- **Problem statement**
Reproduce exactly the span of lines that opens with the line containing "Where is the step" and closes with the last line of the entries below.
Supplied data START
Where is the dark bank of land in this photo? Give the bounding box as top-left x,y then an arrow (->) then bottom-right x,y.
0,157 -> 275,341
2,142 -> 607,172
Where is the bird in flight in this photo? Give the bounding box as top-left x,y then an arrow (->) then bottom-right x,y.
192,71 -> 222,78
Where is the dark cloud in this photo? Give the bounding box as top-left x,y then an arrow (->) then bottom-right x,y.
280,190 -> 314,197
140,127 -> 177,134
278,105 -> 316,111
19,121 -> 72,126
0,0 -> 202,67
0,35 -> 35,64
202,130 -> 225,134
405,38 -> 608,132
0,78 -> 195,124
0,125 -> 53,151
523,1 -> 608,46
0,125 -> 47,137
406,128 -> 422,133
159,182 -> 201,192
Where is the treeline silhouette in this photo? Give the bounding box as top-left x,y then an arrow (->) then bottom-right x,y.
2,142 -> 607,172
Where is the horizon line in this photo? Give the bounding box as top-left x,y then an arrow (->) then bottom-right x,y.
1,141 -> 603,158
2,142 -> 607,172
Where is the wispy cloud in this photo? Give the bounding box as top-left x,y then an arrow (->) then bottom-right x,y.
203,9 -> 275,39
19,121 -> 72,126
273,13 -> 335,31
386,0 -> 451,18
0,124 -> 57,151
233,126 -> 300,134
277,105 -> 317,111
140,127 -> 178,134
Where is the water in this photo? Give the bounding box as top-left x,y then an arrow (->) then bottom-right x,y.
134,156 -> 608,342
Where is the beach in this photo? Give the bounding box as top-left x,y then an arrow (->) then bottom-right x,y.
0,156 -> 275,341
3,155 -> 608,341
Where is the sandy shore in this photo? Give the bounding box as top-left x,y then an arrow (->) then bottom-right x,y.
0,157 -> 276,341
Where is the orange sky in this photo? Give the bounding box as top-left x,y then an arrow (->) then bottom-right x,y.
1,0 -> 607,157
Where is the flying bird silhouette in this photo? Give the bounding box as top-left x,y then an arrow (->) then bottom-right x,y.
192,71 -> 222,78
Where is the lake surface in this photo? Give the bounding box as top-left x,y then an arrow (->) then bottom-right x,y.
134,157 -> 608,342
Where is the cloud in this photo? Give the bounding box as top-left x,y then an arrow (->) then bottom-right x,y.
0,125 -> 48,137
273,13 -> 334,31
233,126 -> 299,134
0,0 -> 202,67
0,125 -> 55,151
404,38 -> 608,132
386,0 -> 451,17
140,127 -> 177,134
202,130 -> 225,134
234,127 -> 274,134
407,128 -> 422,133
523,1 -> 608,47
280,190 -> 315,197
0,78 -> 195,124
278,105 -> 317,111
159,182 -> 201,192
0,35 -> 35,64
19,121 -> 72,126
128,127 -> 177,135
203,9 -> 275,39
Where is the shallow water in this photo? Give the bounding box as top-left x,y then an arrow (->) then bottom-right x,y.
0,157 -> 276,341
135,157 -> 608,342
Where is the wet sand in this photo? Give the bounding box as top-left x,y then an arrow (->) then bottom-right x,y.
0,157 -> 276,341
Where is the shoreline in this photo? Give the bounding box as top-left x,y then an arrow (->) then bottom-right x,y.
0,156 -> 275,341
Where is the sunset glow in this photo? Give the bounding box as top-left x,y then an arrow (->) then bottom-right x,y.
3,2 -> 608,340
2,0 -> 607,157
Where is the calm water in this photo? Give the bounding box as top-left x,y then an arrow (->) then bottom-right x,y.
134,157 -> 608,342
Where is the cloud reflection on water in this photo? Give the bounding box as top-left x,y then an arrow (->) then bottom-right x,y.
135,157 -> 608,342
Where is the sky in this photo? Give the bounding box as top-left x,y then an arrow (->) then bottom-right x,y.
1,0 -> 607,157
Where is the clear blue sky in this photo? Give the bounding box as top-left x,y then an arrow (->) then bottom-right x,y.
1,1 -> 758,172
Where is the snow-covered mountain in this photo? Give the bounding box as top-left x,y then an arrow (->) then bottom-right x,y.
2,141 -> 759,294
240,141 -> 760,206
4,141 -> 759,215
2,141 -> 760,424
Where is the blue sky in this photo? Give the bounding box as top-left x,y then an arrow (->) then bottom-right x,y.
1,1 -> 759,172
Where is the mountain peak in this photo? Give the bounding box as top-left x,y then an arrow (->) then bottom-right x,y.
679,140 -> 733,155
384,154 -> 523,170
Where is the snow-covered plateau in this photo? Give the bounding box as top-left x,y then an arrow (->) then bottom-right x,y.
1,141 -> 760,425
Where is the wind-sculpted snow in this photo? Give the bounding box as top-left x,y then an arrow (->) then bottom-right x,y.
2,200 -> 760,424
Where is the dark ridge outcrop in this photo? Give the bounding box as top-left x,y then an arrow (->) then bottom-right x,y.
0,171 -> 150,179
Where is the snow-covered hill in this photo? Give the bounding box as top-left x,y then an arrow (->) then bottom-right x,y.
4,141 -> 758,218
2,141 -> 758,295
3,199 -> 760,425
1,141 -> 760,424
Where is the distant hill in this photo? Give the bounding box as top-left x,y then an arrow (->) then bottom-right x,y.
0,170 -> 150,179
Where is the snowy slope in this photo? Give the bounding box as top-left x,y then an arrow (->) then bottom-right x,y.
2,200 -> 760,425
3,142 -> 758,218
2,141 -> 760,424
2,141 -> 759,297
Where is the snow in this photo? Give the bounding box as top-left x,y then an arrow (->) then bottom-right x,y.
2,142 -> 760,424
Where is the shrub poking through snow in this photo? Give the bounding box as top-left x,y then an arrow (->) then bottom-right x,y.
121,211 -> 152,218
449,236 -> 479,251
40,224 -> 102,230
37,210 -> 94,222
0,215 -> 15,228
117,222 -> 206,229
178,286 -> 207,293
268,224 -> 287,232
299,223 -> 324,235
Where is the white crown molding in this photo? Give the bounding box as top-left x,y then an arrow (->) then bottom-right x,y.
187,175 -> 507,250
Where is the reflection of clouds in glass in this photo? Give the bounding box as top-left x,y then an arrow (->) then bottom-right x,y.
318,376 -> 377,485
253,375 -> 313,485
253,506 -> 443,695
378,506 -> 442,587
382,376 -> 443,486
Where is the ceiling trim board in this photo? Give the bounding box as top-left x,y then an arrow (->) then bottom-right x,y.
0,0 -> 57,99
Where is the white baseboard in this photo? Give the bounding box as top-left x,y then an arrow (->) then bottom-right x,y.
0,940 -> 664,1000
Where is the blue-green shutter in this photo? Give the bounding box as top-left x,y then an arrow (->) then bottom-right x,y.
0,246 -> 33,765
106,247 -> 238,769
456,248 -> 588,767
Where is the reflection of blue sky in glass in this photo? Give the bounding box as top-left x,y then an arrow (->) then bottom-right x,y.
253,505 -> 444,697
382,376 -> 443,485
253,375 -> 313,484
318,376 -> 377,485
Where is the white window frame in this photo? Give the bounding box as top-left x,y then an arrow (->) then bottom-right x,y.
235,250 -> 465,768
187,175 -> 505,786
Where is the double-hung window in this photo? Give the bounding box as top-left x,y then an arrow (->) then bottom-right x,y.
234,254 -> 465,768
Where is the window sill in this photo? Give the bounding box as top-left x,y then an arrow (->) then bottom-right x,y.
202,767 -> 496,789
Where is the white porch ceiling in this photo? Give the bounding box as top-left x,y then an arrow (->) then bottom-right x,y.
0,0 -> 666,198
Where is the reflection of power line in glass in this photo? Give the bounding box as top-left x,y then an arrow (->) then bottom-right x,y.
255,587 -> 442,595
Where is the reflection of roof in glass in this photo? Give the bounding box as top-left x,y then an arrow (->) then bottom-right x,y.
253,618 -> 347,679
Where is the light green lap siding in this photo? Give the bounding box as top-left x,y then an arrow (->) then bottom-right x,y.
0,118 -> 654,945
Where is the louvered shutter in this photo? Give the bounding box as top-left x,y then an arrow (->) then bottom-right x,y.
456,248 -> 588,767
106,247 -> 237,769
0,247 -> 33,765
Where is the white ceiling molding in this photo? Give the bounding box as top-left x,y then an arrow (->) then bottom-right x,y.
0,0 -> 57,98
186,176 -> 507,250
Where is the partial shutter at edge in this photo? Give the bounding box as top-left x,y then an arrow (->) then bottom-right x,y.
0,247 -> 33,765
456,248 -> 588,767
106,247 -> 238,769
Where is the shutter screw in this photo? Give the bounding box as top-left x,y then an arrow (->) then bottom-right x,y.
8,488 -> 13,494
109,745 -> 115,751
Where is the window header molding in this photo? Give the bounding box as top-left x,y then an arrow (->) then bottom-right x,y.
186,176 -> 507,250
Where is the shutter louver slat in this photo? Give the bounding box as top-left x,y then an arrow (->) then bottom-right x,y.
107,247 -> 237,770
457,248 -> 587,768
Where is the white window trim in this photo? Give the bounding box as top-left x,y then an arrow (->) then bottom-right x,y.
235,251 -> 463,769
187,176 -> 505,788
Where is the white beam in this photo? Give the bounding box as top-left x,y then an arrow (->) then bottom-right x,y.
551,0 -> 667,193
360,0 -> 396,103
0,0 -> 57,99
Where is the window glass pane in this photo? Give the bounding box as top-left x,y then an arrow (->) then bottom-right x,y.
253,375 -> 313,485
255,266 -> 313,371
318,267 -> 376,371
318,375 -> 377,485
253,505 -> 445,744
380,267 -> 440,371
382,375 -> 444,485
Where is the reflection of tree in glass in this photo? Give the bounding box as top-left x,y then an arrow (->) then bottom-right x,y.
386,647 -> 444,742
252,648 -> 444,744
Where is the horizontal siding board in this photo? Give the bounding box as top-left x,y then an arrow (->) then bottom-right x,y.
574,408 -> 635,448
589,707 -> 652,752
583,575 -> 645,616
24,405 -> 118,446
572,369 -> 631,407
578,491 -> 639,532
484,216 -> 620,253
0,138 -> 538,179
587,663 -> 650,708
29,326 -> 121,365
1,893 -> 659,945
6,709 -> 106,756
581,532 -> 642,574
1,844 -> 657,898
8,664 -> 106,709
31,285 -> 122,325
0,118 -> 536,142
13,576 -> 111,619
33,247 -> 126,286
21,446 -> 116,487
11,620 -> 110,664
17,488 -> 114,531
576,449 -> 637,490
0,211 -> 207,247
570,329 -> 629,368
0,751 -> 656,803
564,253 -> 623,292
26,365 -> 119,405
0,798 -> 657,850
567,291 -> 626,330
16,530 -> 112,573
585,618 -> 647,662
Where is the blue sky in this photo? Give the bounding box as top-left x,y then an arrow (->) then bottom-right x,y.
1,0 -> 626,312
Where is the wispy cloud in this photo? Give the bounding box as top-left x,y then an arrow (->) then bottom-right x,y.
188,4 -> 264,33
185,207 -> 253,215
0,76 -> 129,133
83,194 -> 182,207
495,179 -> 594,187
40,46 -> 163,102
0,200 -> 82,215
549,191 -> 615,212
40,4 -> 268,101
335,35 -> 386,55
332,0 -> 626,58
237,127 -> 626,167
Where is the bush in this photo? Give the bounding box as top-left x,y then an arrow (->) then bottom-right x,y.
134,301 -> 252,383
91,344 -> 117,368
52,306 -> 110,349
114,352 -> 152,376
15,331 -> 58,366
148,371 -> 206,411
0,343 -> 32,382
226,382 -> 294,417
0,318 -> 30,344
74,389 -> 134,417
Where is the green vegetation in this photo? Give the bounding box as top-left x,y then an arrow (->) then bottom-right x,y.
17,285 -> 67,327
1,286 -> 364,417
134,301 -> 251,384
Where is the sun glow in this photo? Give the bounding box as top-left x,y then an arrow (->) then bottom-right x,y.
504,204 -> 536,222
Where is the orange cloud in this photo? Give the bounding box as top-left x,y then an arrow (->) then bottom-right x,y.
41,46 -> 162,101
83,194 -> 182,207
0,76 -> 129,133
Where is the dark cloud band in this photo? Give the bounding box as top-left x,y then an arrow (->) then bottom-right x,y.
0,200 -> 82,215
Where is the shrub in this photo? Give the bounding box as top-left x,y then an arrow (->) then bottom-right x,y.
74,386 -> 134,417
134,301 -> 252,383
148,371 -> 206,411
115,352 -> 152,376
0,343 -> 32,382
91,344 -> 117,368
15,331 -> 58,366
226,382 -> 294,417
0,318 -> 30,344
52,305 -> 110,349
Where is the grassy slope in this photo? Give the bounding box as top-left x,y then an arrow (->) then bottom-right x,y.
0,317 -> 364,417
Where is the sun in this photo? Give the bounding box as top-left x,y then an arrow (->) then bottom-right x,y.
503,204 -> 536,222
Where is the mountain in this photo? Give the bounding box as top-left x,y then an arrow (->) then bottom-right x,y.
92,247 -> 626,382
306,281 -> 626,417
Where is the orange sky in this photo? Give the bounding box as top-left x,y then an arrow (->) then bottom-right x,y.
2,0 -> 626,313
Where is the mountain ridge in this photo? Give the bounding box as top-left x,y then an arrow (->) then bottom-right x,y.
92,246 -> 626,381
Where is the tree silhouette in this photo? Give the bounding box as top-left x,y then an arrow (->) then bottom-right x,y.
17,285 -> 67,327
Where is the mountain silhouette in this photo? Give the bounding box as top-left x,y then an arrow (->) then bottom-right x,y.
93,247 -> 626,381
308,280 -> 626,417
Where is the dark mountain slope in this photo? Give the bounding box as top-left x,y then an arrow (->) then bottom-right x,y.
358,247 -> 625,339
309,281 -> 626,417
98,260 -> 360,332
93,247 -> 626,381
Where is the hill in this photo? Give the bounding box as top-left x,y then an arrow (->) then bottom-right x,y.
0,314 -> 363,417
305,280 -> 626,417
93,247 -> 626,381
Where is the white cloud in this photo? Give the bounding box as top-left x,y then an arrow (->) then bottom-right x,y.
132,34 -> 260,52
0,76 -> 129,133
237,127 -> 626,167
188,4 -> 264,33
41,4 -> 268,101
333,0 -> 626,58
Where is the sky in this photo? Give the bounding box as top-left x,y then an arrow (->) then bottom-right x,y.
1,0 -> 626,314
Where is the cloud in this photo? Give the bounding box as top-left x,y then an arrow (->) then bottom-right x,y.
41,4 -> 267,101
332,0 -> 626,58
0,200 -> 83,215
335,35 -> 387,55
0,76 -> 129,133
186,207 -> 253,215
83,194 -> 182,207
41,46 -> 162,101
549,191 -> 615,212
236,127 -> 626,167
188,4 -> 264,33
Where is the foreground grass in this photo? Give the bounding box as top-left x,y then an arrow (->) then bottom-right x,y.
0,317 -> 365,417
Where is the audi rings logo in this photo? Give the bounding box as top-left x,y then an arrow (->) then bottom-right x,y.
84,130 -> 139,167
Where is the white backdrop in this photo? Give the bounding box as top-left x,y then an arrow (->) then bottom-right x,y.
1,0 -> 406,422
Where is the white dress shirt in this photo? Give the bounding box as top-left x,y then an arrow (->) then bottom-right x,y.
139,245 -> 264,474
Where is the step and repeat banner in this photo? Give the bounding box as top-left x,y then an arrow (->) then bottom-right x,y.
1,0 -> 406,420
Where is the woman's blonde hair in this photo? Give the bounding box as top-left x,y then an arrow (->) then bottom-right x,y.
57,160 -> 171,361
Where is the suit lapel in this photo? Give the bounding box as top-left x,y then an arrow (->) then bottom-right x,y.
Supplied data END
- **Solved problem**
Where is the step and repeat banner in this photo? Give the bounding box as top-left x,y then an arrow (->) then bottom-right x,y.
1,0 -> 406,420
Where is the woman's blonde hair in this photo? Give the bounding box as top-left x,y then an arrow (->) then bottom-right x,y.
57,160 -> 171,361
Where is the suit lapel in this photo? Give the bounding box as top-left x,y then an arrow (->) then bottom-right x,y.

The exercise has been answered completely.